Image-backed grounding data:

__________________________________________________

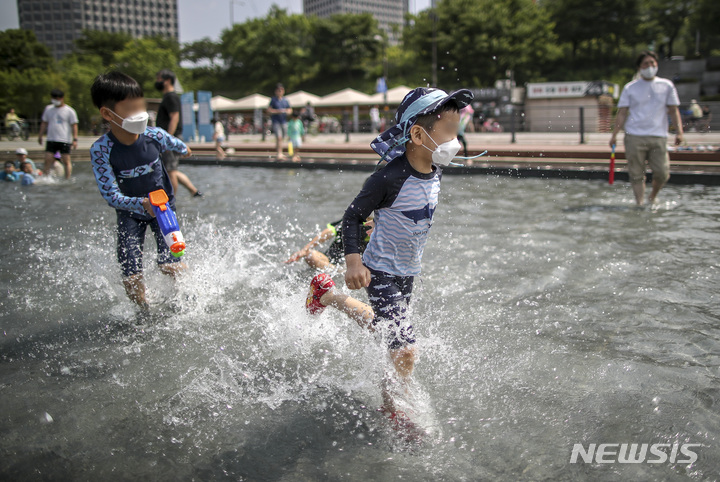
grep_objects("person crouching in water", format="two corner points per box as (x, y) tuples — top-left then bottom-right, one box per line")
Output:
(89, 70), (192, 310)
(303, 87), (474, 428)
(286, 215), (373, 272)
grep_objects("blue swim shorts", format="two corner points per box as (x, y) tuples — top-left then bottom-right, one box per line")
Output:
(366, 268), (416, 350)
(116, 210), (180, 277)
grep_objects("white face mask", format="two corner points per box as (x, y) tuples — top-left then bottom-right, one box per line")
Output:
(640, 65), (658, 80)
(51, 99), (61, 107)
(108, 109), (149, 135)
(419, 127), (462, 166)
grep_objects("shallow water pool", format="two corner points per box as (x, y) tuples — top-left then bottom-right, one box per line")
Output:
(1, 163), (719, 480)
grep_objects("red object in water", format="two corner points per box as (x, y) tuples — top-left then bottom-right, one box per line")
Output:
(609, 144), (616, 185)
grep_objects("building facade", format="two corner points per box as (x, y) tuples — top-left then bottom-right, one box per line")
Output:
(17, 0), (179, 60)
(303, 0), (408, 44)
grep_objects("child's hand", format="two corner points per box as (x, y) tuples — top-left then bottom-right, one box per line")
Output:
(345, 254), (370, 289)
(285, 248), (308, 264)
(142, 197), (155, 217)
(184, 147), (192, 157)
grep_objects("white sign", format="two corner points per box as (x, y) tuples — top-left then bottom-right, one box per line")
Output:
(527, 82), (590, 99)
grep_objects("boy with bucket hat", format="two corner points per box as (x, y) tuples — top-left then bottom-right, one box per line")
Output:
(304, 87), (474, 433)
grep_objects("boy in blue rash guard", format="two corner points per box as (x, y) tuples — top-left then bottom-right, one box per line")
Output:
(90, 71), (192, 310)
(304, 87), (474, 417)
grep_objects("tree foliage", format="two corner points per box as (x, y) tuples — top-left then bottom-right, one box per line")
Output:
(1, 0), (718, 128)
(402, 0), (561, 88)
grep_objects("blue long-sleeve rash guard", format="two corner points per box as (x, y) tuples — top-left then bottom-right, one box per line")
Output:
(342, 155), (441, 277)
(90, 127), (188, 220)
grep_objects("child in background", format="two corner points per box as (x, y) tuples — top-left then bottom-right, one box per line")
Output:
(287, 111), (305, 162)
(286, 215), (373, 272)
(19, 161), (36, 185)
(213, 116), (226, 160)
(1, 161), (21, 182)
(89, 70), (191, 310)
(14, 148), (39, 174)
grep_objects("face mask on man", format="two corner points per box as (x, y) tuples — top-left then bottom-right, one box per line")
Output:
(107, 109), (149, 135)
(51, 99), (61, 107)
(640, 65), (658, 80)
(155, 80), (166, 91)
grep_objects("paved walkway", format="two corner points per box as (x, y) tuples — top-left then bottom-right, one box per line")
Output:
(2, 131), (719, 157)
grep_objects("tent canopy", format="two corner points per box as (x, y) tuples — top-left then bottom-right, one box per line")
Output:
(200, 86), (418, 113)
(368, 85), (413, 105)
(230, 93), (271, 110)
(314, 88), (375, 107)
(284, 90), (321, 107)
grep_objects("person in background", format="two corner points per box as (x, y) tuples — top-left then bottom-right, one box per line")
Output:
(457, 103), (474, 158)
(1, 161), (21, 182)
(689, 99), (703, 132)
(18, 161), (36, 185)
(287, 111), (305, 162)
(5, 108), (22, 136)
(286, 214), (373, 272)
(213, 115), (226, 160)
(370, 105), (381, 133)
(155, 69), (203, 198)
(301, 101), (315, 131)
(267, 83), (292, 160)
(14, 148), (39, 174)
(38, 89), (78, 179)
(610, 50), (683, 206)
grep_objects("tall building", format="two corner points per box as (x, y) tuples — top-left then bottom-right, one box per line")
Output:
(17, 0), (179, 60)
(303, 0), (409, 44)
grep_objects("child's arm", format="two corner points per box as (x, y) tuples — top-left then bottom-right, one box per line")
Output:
(343, 174), (387, 289)
(90, 139), (148, 216)
(150, 127), (192, 157)
(285, 226), (335, 263)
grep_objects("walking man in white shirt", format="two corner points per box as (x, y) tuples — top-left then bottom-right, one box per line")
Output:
(38, 89), (78, 179)
(610, 51), (684, 206)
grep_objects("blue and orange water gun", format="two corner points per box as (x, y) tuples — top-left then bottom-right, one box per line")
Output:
(148, 189), (186, 257)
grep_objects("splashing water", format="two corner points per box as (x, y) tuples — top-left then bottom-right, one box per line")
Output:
(1, 164), (719, 479)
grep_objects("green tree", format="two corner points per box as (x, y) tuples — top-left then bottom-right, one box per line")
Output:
(402, 0), (561, 88)
(0, 68), (65, 120)
(0, 29), (54, 72)
(310, 13), (383, 90)
(220, 6), (314, 96)
(691, 0), (720, 56)
(58, 53), (104, 129)
(113, 38), (179, 93)
(182, 37), (222, 68)
(0, 29), (60, 119)
(641, 0), (694, 58)
(74, 30), (133, 66)
(545, 0), (642, 81)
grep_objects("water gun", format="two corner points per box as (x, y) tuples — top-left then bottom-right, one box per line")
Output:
(609, 144), (615, 185)
(148, 189), (186, 257)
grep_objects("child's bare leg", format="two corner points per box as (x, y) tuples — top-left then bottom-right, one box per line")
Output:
(175, 171), (199, 195)
(305, 250), (332, 271)
(123, 273), (149, 309)
(319, 288), (375, 332)
(389, 345), (416, 381)
(159, 261), (188, 278)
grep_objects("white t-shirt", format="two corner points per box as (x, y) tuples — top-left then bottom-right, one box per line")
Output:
(41, 104), (79, 143)
(618, 77), (680, 137)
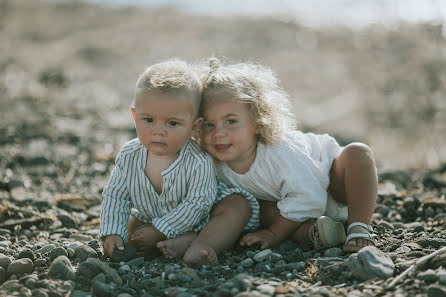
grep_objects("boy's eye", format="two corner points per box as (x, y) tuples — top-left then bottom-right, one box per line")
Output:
(144, 118), (153, 123)
(226, 119), (236, 125)
(203, 122), (214, 128)
(169, 121), (178, 126)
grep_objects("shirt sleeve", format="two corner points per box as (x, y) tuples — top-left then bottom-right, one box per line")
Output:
(275, 151), (328, 222)
(98, 153), (132, 242)
(151, 158), (217, 238)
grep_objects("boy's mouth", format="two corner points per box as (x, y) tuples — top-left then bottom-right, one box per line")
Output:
(215, 144), (231, 152)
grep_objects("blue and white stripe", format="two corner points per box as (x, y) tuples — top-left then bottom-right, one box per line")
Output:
(99, 138), (217, 242)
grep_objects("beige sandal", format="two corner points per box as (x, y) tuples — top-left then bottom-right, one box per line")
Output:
(309, 216), (346, 249)
(343, 222), (377, 253)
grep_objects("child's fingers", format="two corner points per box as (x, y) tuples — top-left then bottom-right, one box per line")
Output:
(114, 237), (124, 250)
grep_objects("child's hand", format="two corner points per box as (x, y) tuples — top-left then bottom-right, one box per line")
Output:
(240, 229), (280, 250)
(102, 234), (124, 257)
(131, 226), (167, 252)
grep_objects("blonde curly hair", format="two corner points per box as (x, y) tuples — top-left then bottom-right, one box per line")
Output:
(199, 58), (296, 144)
(134, 59), (202, 112)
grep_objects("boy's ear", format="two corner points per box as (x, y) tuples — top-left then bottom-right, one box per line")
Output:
(192, 117), (203, 134)
(131, 106), (137, 125)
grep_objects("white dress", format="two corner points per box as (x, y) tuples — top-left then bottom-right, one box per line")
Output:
(215, 131), (348, 223)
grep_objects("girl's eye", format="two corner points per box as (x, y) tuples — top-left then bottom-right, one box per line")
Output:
(203, 122), (214, 128)
(169, 121), (178, 126)
(144, 118), (153, 123)
(226, 119), (236, 125)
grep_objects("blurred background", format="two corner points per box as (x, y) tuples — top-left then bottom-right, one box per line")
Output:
(2, 0), (446, 178)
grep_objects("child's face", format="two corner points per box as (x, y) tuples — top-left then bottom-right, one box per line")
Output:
(131, 93), (202, 158)
(202, 100), (259, 170)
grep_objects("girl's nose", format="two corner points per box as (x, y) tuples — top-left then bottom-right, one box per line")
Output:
(213, 125), (226, 137)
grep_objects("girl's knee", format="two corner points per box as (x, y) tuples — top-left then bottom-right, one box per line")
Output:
(342, 143), (375, 165)
(211, 194), (251, 217)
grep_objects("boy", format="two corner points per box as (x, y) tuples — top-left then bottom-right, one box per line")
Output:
(99, 59), (218, 258)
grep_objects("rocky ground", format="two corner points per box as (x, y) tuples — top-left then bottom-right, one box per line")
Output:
(1, 0), (446, 296)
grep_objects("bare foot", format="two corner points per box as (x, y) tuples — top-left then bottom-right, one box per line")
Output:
(183, 240), (218, 265)
(156, 232), (197, 258)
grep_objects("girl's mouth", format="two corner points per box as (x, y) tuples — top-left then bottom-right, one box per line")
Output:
(215, 144), (231, 152)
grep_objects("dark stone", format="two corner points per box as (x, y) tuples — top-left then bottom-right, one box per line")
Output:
(90, 279), (117, 297)
(47, 256), (75, 281)
(74, 245), (98, 261)
(77, 261), (102, 279)
(48, 247), (68, 262)
(111, 246), (136, 262)
(427, 285), (446, 297)
(0, 267), (6, 284)
(57, 214), (78, 229)
(16, 249), (35, 261)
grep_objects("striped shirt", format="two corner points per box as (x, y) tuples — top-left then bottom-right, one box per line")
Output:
(99, 138), (217, 242)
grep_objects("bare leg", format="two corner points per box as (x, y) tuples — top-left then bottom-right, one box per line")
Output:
(157, 232), (197, 258)
(258, 200), (315, 244)
(127, 214), (147, 246)
(183, 194), (250, 265)
(328, 143), (377, 249)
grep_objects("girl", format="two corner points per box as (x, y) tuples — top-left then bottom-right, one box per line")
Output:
(199, 59), (378, 252)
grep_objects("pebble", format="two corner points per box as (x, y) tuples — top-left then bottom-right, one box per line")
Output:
(0, 241), (12, 248)
(7, 258), (34, 275)
(0, 267), (6, 284)
(257, 284), (275, 295)
(16, 249), (35, 261)
(0, 280), (20, 291)
(48, 247), (68, 262)
(126, 256), (144, 267)
(0, 253), (11, 268)
(418, 269), (437, 283)
(83, 258), (122, 285)
(34, 259), (47, 267)
(253, 249), (272, 262)
(91, 278), (116, 297)
(36, 244), (56, 254)
(241, 258), (254, 268)
(347, 246), (394, 281)
(112, 246), (136, 263)
(73, 245), (98, 261)
(270, 253), (283, 262)
(182, 267), (200, 281)
(427, 285), (446, 297)
(438, 270), (446, 284)
(323, 247), (343, 257)
(47, 256), (75, 281)
(31, 288), (49, 297)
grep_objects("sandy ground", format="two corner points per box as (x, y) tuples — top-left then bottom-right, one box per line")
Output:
(2, 0), (446, 171)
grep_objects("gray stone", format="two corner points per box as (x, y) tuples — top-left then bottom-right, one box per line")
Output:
(270, 253), (283, 262)
(253, 249), (272, 262)
(0, 253), (11, 268)
(0, 279), (20, 291)
(91, 279), (116, 297)
(347, 246), (394, 280)
(112, 246), (136, 262)
(438, 270), (446, 284)
(36, 244), (56, 254)
(16, 249), (35, 261)
(241, 258), (254, 268)
(0, 267), (6, 284)
(84, 258), (122, 285)
(427, 285), (446, 297)
(126, 256), (144, 267)
(48, 247), (68, 262)
(47, 256), (75, 281)
(57, 214), (78, 229)
(70, 289), (90, 297)
(418, 269), (437, 283)
(324, 247), (343, 257)
(7, 258), (34, 275)
(31, 288), (49, 297)
(74, 245), (98, 261)
(34, 259), (47, 267)
(273, 262), (305, 274)
(182, 267), (200, 281)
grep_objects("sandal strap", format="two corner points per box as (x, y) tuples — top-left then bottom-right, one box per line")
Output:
(346, 222), (374, 234)
(309, 224), (323, 250)
(345, 232), (377, 245)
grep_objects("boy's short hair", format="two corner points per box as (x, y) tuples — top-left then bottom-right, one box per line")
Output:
(135, 59), (202, 112)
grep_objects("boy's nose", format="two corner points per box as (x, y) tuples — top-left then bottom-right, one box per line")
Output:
(153, 125), (167, 136)
(213, 125), (226, 137)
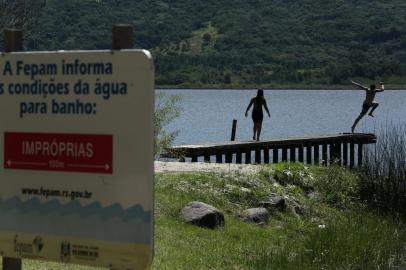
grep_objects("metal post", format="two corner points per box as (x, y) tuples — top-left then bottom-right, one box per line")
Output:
(112, 24), (133, 50)
(3, 258), (22, 270)
(230, 119), (237, 141)
(3, 28), (23, 270)
(4, 29), (23, 52)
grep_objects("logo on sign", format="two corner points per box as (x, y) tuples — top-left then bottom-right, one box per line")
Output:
(14, 235), (44, 256)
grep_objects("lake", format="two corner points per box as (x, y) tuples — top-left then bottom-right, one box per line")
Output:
(158, 89), (406, 145)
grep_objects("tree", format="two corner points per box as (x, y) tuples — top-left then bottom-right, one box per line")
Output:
(0, 0), (45, 29)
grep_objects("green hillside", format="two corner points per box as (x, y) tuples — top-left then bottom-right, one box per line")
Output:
(16, 0), (406, 87)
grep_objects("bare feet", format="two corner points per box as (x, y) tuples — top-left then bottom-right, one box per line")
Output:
(368, 113), (374, 117)
(351, 125), (355, 133)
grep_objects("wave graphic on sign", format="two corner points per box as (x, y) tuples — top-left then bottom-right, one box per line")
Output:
(0, 197), (151, 243)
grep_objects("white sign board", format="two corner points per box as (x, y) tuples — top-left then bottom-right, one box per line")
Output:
(0, 50), (154, 269)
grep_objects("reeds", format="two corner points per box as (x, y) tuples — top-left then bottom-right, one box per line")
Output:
(361, 123), (406, 216)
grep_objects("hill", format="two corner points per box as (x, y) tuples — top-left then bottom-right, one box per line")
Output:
(15, 0), (406, 87)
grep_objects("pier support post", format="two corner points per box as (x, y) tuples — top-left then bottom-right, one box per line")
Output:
(290, 147), (296, 162)
(225, 151), (232, 163)
(357, 144), (363, 167)
(282, 147), (288, 162)
(272, 148), (278, 163)
(236, 150), (242, 164)
(255, 148), (261, 164)
(216, 152), (223, 163)
(245, 150), (251, 164)
(263, 146), (270, 163)
(306, 145), (312, 164)
(314, 145), (320, 165)
(298, 145), (304, 163)
(322, 144), (328, 165)
(350, 142), (355, 168)
(332, 143), (341, 165)
(342, 142), (348, 166)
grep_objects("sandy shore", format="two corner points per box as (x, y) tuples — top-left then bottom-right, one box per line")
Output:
(155, 161), (260, 174)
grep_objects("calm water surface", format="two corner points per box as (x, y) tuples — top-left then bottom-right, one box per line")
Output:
(158, 89), (406, 145)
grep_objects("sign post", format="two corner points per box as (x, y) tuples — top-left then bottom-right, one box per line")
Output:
(0, 26), (154, 270)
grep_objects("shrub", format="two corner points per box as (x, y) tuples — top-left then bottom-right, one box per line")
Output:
(313, 165), (359, 208)
(154, 92), (182, 157)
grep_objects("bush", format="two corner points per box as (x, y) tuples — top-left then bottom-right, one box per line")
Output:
(313, 165), (359, 208)
(154, 92), (182, 157)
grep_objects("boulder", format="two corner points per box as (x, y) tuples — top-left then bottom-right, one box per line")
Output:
(286, 197), (306, 216)
(181, 201), (224, 229)
(240, 207), (269, 223)
(259, 193), (286, 210)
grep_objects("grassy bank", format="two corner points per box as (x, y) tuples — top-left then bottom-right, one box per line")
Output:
(153, 164), (406, 269)
(3, 164), (406, 270)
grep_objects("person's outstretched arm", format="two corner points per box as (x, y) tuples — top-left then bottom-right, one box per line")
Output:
(351, 80), (368, 90)
(245, 99), (253, 117)
(263, 100), (271, 117)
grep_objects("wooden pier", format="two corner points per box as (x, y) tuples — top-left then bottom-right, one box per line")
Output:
(166, 133), (376, 167)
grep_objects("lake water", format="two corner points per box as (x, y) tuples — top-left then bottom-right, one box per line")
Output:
(158, 89), (406, 145)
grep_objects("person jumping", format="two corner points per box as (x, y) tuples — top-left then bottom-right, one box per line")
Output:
(351, 80), (384, 133)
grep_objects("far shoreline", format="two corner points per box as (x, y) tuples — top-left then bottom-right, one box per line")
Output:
(156, 84), (406, 90)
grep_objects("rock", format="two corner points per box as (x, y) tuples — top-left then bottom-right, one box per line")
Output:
(181, 201), (224, 229)
(240, 208), (269, 223)
(286, 197), (306, 216)
(259, 193), (286, 210)
(306, 191), (321, 200)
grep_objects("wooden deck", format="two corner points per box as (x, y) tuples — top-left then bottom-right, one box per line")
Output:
(166, 133), (376, 167)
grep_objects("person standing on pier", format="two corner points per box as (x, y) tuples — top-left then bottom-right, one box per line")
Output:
(351, 80), (384, 133)
(245, 88), (270, 141)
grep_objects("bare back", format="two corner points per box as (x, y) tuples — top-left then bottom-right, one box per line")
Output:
(364, 89), (377, 105)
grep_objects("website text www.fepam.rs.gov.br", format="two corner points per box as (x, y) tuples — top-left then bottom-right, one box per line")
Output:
(21, 187), (92, 200)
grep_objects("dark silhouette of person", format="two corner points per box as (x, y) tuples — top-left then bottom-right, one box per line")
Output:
(245, 89), (270, 141)
(351, 80), (384, 133)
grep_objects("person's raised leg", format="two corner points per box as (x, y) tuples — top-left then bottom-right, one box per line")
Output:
(368, 102), (379, 117)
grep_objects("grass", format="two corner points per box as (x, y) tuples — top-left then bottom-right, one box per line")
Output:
(3, 164), (406, 269)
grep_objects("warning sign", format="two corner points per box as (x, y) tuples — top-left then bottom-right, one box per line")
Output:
(4, 132), (113, 174)
(0, 50), (154, 270)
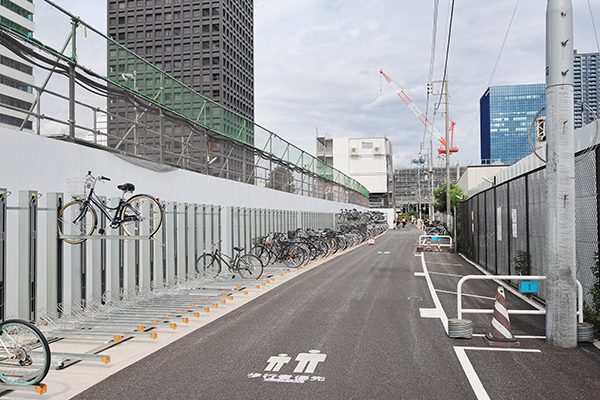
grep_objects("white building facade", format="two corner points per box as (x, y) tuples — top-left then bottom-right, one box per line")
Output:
(317, 135), (395, 208)
(0, 0), (35, 132)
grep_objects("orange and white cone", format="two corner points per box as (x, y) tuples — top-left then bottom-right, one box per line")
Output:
(485, 286), (519, 346)
(368, 234), (374, 246)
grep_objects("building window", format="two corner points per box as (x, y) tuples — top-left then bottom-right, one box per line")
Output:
(362, 142), (373, 149)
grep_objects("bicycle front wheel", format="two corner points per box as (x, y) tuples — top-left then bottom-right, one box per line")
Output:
(57, 200), (96, 244)
(121, 195), (163, 238)
(0, 319), (51, 385)
(236, 254), (264, 280)
(196, 254), (221, 278)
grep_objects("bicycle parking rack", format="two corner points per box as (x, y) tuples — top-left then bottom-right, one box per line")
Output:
(0, 383), (47, 395)
(417, 235), (453, 252)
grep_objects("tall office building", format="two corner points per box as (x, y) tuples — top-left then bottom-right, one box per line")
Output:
(106, 0), (254, 173)
(480, 84), (546, 165)
(0, 0), (34, 132)
(573, 50), (598, 129)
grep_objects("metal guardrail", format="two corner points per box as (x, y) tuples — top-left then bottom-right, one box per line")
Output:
(418, 234), (453, 251)
(456, 275), (584, 323)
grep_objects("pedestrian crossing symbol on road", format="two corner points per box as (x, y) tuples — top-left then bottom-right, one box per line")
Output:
(248, 350), (327, 383)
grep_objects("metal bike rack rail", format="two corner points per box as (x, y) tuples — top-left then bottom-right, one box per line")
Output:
(456, 275), (584, 323)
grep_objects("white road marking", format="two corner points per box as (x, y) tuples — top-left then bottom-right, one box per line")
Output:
(454, 346), (541, 400)
(435, 289), (496, 301)
(419, 308), (439, 318)
(419, 253), (448, 333)
(428, 271), (464, 278)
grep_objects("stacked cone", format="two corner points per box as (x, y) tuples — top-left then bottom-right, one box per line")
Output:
(368, 234), (374, 246)
(485, 286), (519, 347)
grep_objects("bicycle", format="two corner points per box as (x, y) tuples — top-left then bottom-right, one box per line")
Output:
(195, 240), (264, 280)
(0, 319), (51, 385)
(57, 171), (163, 244)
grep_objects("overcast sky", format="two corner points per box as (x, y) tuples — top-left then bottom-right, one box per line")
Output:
(54, 0), (600, 168)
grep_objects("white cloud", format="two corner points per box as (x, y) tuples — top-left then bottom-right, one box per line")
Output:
(44, 0), (600, 168)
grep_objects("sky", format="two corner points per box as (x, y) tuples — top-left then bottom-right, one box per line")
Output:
(50, 0), (600, 169)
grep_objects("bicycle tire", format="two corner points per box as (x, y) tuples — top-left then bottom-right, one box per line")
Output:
(250, 245), (271, 266)
(0, 319), (51, 385)
(120, 194), (163, 238)
(334, 213), (345, 223)
(57, 200), (96, 244)
(236, 254), (264, 280)
(196, 254), (221, 278)
(283, 245), (306, 268)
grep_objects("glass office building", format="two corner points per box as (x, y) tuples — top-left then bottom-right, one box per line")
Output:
(480, 84), (546, 165)
(574, 50), (598, 129)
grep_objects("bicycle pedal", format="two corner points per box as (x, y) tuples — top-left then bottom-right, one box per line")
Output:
(98, 228), (105, 234)
(232, 275), (236, 279)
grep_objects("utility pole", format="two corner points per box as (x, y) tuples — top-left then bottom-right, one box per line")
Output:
(445, 81), (451, 227)
(545, 0), (576, 348)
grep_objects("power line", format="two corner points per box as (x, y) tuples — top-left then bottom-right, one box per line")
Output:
(461, 0), (520, 151)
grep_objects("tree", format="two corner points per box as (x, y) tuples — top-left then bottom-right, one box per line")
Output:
(433, 182), (465, 214)
(267, 166), (295, 193)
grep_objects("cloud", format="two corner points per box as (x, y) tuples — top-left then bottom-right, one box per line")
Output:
(39, 0), (600, 169)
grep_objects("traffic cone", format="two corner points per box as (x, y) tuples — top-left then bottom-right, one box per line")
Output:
(368, 234), (375, 246)
(485, 286), (519, 347)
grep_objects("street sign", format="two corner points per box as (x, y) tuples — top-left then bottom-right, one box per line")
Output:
(520, 281), (539, 293)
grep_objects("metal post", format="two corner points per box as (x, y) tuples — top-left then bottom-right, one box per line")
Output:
(445, 81), (451, 226)
(0, 189), (7, 321)
(46, 193), (62, 315)
(18, 191), (38, 321)
(69, 18), (78, 139)
(545, 0), (577, 347)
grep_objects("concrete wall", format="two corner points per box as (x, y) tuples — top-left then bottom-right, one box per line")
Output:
(0, 127), (362, 319)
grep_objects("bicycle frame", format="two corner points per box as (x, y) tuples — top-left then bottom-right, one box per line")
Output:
(72, 178), (142, 229)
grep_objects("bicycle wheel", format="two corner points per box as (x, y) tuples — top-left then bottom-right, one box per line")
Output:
(283, 245), (306, 268)
(334, 213), (345, 223)
(250, 245), (271, 266)
(121, 195), (163, 238)
(0, 319), (51, 385)
(57, 200), (96, 244)
(236, 254), (264, 280)
(196, 254), (221, 278)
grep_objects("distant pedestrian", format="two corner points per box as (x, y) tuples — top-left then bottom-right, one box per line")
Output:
(402, 218), (407, 228)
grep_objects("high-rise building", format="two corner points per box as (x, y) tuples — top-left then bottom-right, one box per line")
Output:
(480, 84), (546, 165)
(106, 0), (254, 175)
(0, 0), (34, 132)
(573, 50), (598, 129)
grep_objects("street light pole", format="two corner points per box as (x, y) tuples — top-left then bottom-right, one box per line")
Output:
(545, 0), (576, 348)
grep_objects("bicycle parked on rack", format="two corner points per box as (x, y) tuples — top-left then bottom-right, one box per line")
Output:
(195, 240), (264, 280)
(57, 171), (164, 244)
(0, 319), (51, 385)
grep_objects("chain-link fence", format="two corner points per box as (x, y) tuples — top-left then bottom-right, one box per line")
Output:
(457, 147), (598, 306)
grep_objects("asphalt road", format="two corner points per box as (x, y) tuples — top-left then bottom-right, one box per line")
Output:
(72, 228), (600, 400)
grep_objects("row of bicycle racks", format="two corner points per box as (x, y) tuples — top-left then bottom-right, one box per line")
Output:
(0, 257), (307, 396)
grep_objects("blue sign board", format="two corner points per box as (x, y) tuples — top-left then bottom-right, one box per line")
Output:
(520, 281), (539, 293)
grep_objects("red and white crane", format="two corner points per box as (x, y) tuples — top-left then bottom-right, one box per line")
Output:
(380, 69), (458, 154)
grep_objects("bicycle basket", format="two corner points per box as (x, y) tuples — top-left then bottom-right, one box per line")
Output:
(66, 176), (93, 199)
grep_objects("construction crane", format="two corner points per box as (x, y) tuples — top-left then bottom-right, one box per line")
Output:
(380, 69), (458, 154)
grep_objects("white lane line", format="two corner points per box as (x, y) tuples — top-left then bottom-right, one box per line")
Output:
(426, 262), (465, 266)
(435, 289), (496, 301)
(428, 271), (464, 278)
(454, 346), (541, 400)
(419, 253), (448, 333)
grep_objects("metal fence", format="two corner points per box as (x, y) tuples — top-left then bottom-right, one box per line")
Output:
(457, 147), (598, 306)
(0, 187), (335, 322)
(0, 0), (369, 206)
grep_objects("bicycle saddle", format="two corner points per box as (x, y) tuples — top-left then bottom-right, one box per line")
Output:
(233, 247), (244, 252)
(117, 183), (135, 193)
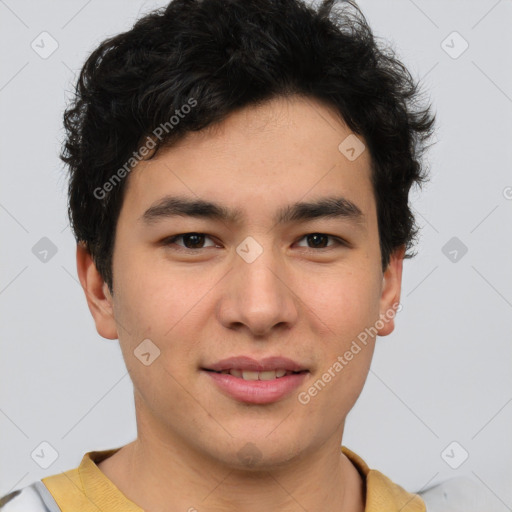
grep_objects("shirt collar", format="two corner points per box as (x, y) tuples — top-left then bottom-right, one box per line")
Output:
(79, 448), (142, 511)
(342, 446), (425, 511)
(77, 446), (425, 512)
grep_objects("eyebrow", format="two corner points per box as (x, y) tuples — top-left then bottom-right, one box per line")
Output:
(140, 195), (365, 227)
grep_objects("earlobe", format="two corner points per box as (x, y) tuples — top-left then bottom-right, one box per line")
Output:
(76, 243), (118, 340)
(377, 245), (405, 337)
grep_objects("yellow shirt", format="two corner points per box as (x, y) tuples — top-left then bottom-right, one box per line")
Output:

__________________________________________________

▶ YOUR GOAL: Scan the entries for the word "office". Report each line that has it.

▶ ANSWER TO THIS PROBLEM:
grep_objects("tall office building", format="two corner points per box as (x, y) tuples — top-left then bottom-right, one box per line")
grep_objects("glass office building", format="two corner points per box as (x, y) tuples — top-left then bottom-right, one box per line")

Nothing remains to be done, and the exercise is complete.